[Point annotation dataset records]
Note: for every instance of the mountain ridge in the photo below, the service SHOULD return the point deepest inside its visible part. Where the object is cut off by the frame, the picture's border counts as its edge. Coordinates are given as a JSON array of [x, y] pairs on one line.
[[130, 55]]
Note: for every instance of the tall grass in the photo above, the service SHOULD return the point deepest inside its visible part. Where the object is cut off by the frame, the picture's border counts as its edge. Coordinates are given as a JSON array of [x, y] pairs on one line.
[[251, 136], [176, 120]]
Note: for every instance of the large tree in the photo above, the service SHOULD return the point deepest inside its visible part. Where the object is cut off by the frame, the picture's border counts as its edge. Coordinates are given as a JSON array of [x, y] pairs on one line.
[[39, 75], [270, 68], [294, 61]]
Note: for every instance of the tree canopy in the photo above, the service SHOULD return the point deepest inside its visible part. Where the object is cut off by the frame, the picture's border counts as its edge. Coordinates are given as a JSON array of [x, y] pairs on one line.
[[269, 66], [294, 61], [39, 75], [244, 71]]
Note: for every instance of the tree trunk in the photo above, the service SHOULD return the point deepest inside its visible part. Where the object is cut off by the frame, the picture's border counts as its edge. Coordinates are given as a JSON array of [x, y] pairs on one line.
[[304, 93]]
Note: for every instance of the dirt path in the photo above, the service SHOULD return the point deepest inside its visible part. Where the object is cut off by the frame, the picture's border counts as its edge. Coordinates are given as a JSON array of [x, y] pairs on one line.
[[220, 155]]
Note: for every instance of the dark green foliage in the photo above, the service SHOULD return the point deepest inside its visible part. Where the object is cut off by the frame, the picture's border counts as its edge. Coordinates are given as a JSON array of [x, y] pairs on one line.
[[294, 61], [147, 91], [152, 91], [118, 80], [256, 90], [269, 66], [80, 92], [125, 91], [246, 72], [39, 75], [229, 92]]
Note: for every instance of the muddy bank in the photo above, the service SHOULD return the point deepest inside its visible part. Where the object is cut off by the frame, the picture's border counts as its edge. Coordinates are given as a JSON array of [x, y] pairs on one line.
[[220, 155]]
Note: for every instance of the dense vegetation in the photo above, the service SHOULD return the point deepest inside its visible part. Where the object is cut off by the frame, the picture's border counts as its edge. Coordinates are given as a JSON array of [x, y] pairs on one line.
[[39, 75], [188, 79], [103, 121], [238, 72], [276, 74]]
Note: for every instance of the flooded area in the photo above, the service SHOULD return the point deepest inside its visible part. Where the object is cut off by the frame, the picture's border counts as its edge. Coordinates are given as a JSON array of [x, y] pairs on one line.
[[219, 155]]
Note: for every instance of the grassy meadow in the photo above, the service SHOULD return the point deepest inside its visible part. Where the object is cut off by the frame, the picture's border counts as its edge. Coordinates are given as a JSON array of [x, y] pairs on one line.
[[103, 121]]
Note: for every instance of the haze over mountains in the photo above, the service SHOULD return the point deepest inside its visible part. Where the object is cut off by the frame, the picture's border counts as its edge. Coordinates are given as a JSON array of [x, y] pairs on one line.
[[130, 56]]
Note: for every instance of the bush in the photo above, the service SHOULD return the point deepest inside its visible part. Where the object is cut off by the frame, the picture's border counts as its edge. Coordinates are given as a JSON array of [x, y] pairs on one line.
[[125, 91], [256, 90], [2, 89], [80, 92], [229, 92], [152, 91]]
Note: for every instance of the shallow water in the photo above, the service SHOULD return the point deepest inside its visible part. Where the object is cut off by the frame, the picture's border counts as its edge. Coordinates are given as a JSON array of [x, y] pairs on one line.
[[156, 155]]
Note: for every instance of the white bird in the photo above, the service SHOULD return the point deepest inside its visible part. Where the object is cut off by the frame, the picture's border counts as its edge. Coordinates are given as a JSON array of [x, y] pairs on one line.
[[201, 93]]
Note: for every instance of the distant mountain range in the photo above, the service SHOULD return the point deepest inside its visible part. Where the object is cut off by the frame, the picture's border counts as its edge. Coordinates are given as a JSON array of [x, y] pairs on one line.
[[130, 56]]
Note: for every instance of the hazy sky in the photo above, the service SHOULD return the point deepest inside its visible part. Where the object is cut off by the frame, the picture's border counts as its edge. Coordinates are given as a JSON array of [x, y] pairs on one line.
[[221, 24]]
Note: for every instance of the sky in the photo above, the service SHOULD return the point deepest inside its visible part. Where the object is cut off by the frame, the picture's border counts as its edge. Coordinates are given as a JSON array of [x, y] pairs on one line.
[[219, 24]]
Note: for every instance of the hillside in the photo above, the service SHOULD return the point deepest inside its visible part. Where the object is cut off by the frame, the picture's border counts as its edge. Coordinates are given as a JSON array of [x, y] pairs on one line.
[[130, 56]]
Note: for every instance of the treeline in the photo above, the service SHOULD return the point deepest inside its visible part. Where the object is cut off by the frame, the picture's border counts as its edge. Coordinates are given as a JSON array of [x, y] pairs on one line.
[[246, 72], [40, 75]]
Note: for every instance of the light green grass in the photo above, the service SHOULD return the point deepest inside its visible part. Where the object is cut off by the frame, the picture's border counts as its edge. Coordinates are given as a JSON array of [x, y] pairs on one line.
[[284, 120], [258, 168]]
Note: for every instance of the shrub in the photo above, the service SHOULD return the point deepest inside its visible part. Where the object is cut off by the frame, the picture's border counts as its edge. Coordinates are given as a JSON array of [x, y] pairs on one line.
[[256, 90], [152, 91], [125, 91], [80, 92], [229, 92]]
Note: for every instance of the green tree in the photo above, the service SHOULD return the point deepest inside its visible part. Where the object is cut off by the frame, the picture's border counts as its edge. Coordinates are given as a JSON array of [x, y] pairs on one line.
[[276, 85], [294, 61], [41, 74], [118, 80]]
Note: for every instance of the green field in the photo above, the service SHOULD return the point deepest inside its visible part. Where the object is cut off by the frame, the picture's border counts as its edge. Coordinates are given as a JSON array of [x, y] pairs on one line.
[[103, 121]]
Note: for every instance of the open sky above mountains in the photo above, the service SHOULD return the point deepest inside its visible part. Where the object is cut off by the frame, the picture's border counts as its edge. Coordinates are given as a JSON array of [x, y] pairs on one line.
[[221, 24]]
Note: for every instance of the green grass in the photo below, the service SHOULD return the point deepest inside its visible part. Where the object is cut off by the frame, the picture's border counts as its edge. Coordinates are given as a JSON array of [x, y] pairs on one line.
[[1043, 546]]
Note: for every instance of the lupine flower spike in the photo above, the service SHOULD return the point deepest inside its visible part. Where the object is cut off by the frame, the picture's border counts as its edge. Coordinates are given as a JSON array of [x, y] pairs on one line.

THE REQUEST:
Copy without any change the part of the listing above that opens with the line containing "Note: for every instance of the sky" and closes with the line containing "[[219, 24]]", both lines included.

THE RESULT:
Note: for every instance of the sky in the photo above, the service SHOULD return the point deepest inside its visible part. Where the object is cut off by the frame, the picture's border counts as its edge. Coordinates are given as a JSON array of [x, y] pairs on one line.
[[219, 24]]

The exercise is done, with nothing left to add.